• **SET OF TASKS**:
- a) Answer these from the text on buying alcohol in Namibia, one line each:
(i) Until what time may supermarkets and bottle stores sell alcohol on Saturdays?
(ii) Which Namibian Breweries beer is brewed only during the winter months?
(iii) In what areas are shebeens usually found?
- b) Carry on the text about buying alcohol in Namibia, starting right after its last sentence.

• **DOCUMENT TEXT**:
────────────────
Alcohol is available at licensed bottle stores, many supermarkets, bars, restaurants and even petrol stations around Namibia. Hard liquor (pretty much anything other than wine & beer) can only be retailed by bottle stores - so do not expect your local supermarket to stock your favourite brand of gin!
It is important to note that supermarkets & bottle stores can only sell booze until 5pm on weekdays, 1pm on Saturdays and sales are not permitted on Sunday, so make sure you stock up for the weekend.
The larger towns such as Windhoek, Swakopmund and Oshawa have thriving shebeens (unlicensed drinking places), these are usually found in the poorer areas or townships, alcohol is nearly always available here but it is best if you visit with a local.
As Namibia is generally a hot country most of the beer drunk here is in the form of lager. But the good news is that all Namibians are passionate about their beer and that means it is readily available everywhere, often you can buy beer in places that do not have supermarkets or petrol stations (frequently you can buy beer in petrol stations). Namibian Breweries brew several beers, Windhoek Lager, Tafel Lager, Windhoek Light (a low alcohol lager) and Urbock (which is only brewed during the winter months).
────────────────
• **EXTRACTED RECORDS**:
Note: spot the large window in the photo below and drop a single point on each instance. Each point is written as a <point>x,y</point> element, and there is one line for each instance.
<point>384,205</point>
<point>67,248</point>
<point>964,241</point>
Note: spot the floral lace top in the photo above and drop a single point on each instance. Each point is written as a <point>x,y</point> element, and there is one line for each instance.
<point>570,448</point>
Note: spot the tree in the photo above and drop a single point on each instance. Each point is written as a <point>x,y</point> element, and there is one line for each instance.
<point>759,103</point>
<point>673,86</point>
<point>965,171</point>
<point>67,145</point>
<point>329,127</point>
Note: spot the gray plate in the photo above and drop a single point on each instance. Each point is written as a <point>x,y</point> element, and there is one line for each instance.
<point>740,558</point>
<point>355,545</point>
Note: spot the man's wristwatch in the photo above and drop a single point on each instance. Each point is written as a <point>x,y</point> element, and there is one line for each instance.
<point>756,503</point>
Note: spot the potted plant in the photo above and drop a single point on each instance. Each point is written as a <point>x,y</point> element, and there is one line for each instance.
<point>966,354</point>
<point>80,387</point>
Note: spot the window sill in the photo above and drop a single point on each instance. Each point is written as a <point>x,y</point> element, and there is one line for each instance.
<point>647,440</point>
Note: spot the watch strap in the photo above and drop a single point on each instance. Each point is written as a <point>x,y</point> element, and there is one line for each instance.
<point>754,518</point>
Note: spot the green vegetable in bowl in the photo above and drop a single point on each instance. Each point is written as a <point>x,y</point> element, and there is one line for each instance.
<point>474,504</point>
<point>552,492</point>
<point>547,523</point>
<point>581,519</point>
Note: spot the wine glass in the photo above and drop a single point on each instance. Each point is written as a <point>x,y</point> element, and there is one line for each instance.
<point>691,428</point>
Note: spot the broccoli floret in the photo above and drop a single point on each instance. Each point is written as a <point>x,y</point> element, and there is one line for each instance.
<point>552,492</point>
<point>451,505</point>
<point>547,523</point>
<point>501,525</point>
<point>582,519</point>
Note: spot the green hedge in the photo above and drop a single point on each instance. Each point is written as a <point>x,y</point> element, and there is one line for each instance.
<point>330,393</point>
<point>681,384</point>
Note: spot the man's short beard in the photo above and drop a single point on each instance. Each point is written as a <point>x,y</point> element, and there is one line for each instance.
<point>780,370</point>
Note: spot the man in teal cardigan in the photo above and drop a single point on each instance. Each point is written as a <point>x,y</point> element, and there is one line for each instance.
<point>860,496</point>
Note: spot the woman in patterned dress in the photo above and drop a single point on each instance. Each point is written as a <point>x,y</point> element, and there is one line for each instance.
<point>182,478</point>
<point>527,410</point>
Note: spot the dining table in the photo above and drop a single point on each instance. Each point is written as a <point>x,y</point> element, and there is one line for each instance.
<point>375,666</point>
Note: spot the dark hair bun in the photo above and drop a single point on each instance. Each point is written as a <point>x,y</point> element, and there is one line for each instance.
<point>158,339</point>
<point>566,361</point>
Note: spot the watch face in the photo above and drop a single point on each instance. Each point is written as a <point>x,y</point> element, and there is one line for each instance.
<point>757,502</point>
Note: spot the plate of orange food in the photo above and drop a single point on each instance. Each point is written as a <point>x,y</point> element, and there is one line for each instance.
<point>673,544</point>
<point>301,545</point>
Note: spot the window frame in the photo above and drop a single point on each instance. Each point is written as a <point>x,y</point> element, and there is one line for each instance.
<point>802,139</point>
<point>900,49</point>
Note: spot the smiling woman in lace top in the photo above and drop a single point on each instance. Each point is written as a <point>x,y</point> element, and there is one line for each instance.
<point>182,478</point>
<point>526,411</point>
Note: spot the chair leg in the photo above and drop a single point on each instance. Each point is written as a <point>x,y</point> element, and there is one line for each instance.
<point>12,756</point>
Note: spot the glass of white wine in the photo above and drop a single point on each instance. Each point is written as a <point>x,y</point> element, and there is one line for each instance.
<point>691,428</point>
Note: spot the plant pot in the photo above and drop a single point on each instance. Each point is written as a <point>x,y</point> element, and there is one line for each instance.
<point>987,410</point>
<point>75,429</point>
────────────────
• **WRITTEN ANSWERS**:
- a)
(i) 1pm
(ii) Urbock
(iii) In the poorer areas or townships

- b)
South African beers are widely available, but ask any Namibian (and many South Africans) and they'll tell you South African beer is not nearly as good as our own. Some bottle stores stock imported brands (esp from Germany) but these are not widely available.
Namibia does not have a rich tradition of wine making and vineyards are scarce in this desert country. Two notable wineries do exist in the form of the Kristall Kallerie, near Omaruru, and the exceptional Neuras Wineries in the south of the country near Bullsport.
Although South Africans are not that good at making beer they produce pretty good wine. A wide variety of South African wines are therefore available in restaurants and bottle stores throughout the country, those looking for wines from further afield are likely to be disappointed.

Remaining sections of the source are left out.